Page text:
* Begin *
Some of the books on your list have been reviewed by us at the L.A. Times -- but not all. Do you have anything to say to us about that? How do you think readers might find out about these books, if
they’re not being covered by major book reviews?

In terms of the L.A. Times and reviews of translations: I know that you don’t review a ton of international works, but I’ve always felt that the L.A. Times reviews more works in translation than most of the other papers in the U.S. Susan Salter Reynolds reviews a wide range of books and is one of my favorite book critics. You do raise an interesting point: Most papers in the United States don’t review literature in translation. One could argue that they don’t review a lot of literary fiction as a whole, but in terms of international books, there’s no question that these titles aren’t being covered in newspapers. I think there are a lot of reasons for this, ranging from the cynical (the major houses do so few books in translation, and not a lot of indie presses make it into the non-metropolitan books pages) to the practical (we’ve been keeping track of all the translations of fiction and poetry coming out this year, and the number is under 350).


Regardless, people interested in reading books from outside of the U.S. -- and counteracting Horace Engdahl’s recent ‘isolationist’ statements -- do have to look elsewhere to find out about these books. There are some journals that cover translations, like Two Lines, Calque, Circumference and Absinthe, that publish excerpts from forthcoming translations, or World Literature Today that has longer features and some reviews. Threepenny Review reviews a lot of international literature as well, but obviously none of these publications has the reach and impact of a major newspaper.
* End *
Exercise requirements:
a) According to the interview on translated books, how many translations of fiction and poetry are coming out this year?
b) Carry the interview on translated books forward from its final sentence.
The listing has no connection to the interview excerpt above.

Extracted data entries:
* Begin *
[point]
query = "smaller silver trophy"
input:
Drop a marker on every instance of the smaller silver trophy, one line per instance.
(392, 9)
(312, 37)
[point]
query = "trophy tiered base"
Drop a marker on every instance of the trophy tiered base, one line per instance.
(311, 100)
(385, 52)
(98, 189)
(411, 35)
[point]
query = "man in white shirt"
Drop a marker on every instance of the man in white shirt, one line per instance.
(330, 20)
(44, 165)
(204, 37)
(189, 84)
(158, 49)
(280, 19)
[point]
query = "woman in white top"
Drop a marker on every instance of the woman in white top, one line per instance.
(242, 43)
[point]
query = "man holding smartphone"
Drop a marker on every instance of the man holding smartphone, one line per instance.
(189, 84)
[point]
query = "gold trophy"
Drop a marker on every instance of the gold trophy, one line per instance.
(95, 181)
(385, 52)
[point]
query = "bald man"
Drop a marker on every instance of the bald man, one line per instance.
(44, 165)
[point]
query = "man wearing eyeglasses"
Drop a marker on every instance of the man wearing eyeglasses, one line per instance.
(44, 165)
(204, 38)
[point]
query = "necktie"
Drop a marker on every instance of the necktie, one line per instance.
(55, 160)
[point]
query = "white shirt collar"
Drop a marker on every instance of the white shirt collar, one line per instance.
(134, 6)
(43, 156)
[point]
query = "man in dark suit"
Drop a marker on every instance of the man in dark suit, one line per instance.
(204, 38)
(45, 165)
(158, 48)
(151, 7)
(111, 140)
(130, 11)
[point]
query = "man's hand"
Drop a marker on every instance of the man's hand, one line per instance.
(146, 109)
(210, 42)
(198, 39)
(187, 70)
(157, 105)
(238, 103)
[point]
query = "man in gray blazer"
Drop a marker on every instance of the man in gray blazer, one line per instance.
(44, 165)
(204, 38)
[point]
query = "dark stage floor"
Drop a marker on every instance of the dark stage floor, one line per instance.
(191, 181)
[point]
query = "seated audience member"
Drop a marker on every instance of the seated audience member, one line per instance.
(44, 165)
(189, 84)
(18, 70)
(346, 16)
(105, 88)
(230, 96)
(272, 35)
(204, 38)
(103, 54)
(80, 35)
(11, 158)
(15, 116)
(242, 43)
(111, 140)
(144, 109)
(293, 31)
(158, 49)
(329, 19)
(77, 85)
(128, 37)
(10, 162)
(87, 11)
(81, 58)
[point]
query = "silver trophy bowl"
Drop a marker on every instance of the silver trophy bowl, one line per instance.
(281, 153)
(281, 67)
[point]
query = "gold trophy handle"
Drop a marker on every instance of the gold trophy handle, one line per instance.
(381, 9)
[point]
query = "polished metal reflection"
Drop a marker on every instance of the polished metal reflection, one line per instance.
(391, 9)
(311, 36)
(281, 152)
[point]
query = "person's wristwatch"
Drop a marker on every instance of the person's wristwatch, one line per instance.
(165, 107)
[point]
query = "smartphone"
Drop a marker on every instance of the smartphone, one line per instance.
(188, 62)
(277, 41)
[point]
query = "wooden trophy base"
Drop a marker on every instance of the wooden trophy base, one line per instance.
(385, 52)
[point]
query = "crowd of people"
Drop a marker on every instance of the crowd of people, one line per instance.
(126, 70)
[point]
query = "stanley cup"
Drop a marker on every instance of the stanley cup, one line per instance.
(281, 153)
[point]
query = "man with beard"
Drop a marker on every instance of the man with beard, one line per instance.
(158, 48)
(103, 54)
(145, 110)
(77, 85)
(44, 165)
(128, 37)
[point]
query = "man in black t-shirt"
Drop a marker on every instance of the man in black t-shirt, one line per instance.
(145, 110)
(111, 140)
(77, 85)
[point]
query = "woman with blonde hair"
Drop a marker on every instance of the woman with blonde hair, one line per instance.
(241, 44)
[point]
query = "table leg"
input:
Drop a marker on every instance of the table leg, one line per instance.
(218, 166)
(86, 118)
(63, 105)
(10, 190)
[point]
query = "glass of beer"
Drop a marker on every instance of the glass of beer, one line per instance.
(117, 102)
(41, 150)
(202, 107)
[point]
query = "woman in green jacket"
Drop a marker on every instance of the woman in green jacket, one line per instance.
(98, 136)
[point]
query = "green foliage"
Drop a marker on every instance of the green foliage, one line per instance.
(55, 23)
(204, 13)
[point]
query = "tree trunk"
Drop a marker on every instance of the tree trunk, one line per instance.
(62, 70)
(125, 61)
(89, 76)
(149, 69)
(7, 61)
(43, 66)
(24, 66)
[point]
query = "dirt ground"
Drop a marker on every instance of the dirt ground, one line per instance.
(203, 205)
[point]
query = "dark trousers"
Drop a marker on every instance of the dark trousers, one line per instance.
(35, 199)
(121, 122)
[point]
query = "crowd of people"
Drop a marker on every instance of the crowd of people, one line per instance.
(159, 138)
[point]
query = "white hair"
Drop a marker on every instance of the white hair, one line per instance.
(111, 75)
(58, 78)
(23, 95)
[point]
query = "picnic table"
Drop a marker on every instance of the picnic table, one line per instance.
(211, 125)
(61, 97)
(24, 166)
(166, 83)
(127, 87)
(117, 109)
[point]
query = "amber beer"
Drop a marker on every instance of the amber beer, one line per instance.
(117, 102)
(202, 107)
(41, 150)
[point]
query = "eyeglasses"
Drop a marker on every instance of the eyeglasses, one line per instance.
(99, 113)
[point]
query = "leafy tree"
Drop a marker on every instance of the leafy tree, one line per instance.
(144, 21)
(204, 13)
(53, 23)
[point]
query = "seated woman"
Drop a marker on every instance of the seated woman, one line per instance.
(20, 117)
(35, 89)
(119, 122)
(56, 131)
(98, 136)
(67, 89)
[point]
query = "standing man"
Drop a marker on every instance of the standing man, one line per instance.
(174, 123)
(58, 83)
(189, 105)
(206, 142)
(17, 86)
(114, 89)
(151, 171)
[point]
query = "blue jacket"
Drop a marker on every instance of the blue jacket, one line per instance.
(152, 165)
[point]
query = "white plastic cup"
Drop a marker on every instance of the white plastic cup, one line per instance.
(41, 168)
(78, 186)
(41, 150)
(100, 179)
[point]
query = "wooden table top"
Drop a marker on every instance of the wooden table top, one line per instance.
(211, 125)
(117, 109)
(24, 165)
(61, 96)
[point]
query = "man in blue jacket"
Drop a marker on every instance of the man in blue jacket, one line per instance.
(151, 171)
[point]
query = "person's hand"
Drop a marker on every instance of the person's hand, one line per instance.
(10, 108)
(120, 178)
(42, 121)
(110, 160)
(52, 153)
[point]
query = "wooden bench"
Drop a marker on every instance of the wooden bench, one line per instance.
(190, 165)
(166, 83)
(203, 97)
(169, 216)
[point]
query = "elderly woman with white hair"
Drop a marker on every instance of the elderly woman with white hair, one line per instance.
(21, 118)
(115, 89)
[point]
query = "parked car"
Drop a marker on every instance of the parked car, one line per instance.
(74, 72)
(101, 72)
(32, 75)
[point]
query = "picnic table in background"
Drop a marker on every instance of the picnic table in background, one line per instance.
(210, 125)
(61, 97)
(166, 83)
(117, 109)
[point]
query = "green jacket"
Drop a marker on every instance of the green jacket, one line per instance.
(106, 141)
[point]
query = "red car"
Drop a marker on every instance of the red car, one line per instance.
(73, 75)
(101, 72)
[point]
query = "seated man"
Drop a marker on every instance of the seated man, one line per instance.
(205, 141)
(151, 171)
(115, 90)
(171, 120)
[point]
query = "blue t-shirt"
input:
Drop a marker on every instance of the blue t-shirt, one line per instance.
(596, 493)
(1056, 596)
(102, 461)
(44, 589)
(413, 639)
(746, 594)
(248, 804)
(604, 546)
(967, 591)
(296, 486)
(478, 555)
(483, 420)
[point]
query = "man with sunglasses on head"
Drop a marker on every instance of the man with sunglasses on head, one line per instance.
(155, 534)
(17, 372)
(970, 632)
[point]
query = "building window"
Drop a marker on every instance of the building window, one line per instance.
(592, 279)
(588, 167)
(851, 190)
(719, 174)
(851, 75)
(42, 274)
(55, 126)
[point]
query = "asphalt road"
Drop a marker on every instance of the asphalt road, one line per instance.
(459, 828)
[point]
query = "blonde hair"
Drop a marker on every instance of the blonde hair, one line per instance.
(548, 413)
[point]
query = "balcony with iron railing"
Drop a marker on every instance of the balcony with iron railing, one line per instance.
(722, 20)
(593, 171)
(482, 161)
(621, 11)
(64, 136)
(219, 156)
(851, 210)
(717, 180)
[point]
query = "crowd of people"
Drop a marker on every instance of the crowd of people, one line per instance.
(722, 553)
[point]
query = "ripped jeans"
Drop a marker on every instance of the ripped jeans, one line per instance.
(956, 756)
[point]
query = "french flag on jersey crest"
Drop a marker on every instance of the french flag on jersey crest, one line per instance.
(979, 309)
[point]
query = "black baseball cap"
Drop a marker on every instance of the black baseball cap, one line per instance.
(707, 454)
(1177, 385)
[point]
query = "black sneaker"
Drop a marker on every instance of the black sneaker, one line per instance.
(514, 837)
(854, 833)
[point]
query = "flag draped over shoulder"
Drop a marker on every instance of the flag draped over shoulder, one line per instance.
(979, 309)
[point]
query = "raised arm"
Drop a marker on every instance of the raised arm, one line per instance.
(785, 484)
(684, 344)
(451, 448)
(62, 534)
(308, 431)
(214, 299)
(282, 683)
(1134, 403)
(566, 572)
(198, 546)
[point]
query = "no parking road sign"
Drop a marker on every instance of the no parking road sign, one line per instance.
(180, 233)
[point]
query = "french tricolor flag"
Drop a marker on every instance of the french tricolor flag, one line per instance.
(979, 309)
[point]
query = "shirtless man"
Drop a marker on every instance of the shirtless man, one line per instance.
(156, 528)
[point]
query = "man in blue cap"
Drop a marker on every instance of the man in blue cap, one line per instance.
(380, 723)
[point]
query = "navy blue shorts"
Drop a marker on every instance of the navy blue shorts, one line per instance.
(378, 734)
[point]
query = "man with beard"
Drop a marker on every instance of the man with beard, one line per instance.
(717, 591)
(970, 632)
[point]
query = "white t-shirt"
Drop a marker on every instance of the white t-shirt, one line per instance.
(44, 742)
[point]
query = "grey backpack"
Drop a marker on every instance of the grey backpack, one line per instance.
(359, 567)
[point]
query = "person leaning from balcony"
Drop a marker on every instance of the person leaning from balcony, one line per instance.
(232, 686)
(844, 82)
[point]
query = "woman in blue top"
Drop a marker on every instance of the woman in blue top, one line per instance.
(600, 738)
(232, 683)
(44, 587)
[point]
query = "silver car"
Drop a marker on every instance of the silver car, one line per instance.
* End *
Results by task:
a) The number is under 350.

b)
The fact that these books aren’t regularly covered by the print media is one reason that we started the Three Percent website. And, more relevant to this conversation, the Best Translated Book of the Year award. We obviously don’t compare in readership to a newspaper, but we are reviewing 50 to 100 works in translation every year. What’s more encouraging is that we’re just one of several important and well-edited websites interested in international literature. Words Without Borders is like the grandparent of a lot of these sites, featuring excerpts from untranslated works along with reviews and interviews, but the Literary Saloon/Complete Review does amazing coverage of international fiction, as is the Quarterly Conversation, Salonica and a host of other sites that are filling in this gap left by mainstream media. What’s particularly interesting to me is how many youngish (say under 40) reviewers, editors and booksellers are into international literature.

What do you think the role of independent presses is in publishing works in translation here in the U.S.?

In short, I think that as commercial publishers continue to consolidate, and as the expected profit margins continue to increase, and as the bookstore industry struggles, the bulk of translations will be published by smaller, sleeker presses that can survive on smaller sales levels, and are willing to try out innovative methods of reaching and cultivating readers. For 2008, the six big commercial houses and all their subsidiaries accounted for approximately 20% of the fiction and poetry published in translation. So, although the flow of other literary cultures into America is pretty small (like I mentioned about approximately 350 books a year), the smaller presses are the ones responsible for providing readers with access to international literature and viewpoints. I believe that these presses -- especially the nonprofits and university presses -- will become more and more important in terms of literary fiction and translations as time goes on. These presses are crucial to the survival of serious book culture, and although the publishing world seems to be falling apart (every day seems more dire than the last), I think indie presses will come out of this in pretty good shape.

-- Carolyn Kellogg

The long list is after the jump.

  • ‘The Book of Chameleons’ by José Eduardo Agualusa, translated from the Portuguese by Daniel Hahn (Simon & Schuster)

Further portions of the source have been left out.